TASK REQUIREMENTS:
Repeat word for word the part of the Cruze forum thread below, starting at "One thing to" and ending at "with the liquid.".

PAGE:

•••

One thing to keep in mind is that few parts are made "in house." Most pieces of the car come from of a number of companies that contract with GM.


----------



## Chevy Customer Care (Oct 29, 2011)

chevycruze7107 said:


> Just got back from the dealership, after getting my AC compressor replaced last week, and they say I need a new belt. This car only have 4,000 miles on it. Now, when I turn on the car, it sounds like a liquid is being siphoned through something and, when I turn it off, it sounds like all the liquid goes back. What is all of this? I used to drive an '01 Dodge that had the same sound with the liquid.



chevycruze7107,
I would like to apologize for this inconvenience to you. I would suggest that you take your vehicle back to the dealership and have them look into this for you. I understand that this can be frustrating. I have documented your concerns. I would like you to keep me posted on the outcome of this issue. If you have any further questions, comments or concerns please feel free to message me.
Thank you,
Stacy Chevrolet Customer Service


----------



## Chevy Customer Care (Oct 29, 2011)

JoeyBones said:


> OK so I have my Eco back. The dealership has bumped their grade up a bit, but GM is dropping like a rock on my "depth chart."
> 
> New A/C compressor
> New pulley
> ...



JoeyBones,
I completely understand your frustrations. If you would like you can send me a PM with the name of your dealership as well as your personal information, VIN number and current mileage so I can open a case for you with GM. Either way I would like you to keep me posted on this issue. Please feel free to contact me at any time with questions, comments or concerns.
Thank you,
Stacy Chevrolet Customer Service


----------



## Mo Cruze (Aug 29, 2014)

So i realize this is an older thread but im gonna post a solution anyway.


----------



## Mo Cruze (Aug 29, 2014)

Hey guys. Im new here! 2013 2LT Turbo.I had Squeaking when i turned off the car for like 3 or 4 seconds. But it was also squeaking in drive throughs or when idling and even worse when AC was on. So i took it to chevy they had it there all day then kept it over night gave it aback to me said it was fixed they replaced the drive belt and the belt tensioner spring. I go to pull out sure enough i still here the sqeaking like birds in the engine. Took it back again the following day couldnt figure it out and kept it over night again. They finally found the problem. When you pull the dip stick out the sqeaking stops, yes the dip stick i know this sounds like it doesnt make sense even the mechanic didnt get it. He called detroit manufacturer and they told him to try it. So it ended up being some kind of small round rubber gasket thing that goes in the top of the engine i guess around the dipstick i dont know what it was called waiting on my paper work in the mail. But all sounds are gone now. Just wanted to share to help anyone because they could not figure it out! Save yourself mutliple trips to the dealer and pull the dip stick out and see if the sound goes away!

•••

DATA PROVIDED:
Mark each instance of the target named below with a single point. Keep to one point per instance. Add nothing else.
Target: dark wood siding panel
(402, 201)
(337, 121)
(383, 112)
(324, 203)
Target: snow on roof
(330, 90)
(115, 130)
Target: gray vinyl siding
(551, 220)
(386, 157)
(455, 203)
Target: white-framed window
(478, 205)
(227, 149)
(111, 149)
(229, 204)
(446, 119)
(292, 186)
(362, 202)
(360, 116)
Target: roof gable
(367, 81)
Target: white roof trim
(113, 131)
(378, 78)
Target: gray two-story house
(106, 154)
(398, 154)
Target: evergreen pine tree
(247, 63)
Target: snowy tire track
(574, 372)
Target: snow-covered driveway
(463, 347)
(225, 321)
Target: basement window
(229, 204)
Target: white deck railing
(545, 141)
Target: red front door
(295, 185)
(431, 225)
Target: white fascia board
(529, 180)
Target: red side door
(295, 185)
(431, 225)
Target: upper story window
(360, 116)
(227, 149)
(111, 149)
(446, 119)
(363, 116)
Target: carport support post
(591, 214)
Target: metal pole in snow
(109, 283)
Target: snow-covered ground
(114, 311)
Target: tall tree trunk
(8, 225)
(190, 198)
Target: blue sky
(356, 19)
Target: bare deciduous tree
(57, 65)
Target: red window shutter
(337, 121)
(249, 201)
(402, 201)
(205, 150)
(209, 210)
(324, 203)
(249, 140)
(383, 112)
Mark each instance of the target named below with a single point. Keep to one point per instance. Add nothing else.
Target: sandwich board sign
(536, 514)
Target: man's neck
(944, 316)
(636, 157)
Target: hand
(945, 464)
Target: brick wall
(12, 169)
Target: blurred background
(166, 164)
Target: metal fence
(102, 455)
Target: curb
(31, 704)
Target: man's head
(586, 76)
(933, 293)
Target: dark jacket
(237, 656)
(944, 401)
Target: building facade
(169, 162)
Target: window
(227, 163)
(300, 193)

•••

FINISHED TASK:
One thing to keep in mind is that few parts are made "in house." Most pieces of the car come from of a number of companies that contract with GM.


----------



## Chevy Customer Care (Oct 29, 2011)

chevycruze7107 said:


> Just got back from the dealership, after getting my AC compressor replaced last week, and they say I need a new belt. This car only have 4,000 miles on it. Now, when I turn on the car, it sounds like a liquid is being siphoned through something and, when I turn it off, it sounds like all the liquid goes back. What is all of this? I used to drive an '01 Dodge that had the same sound with the liquid.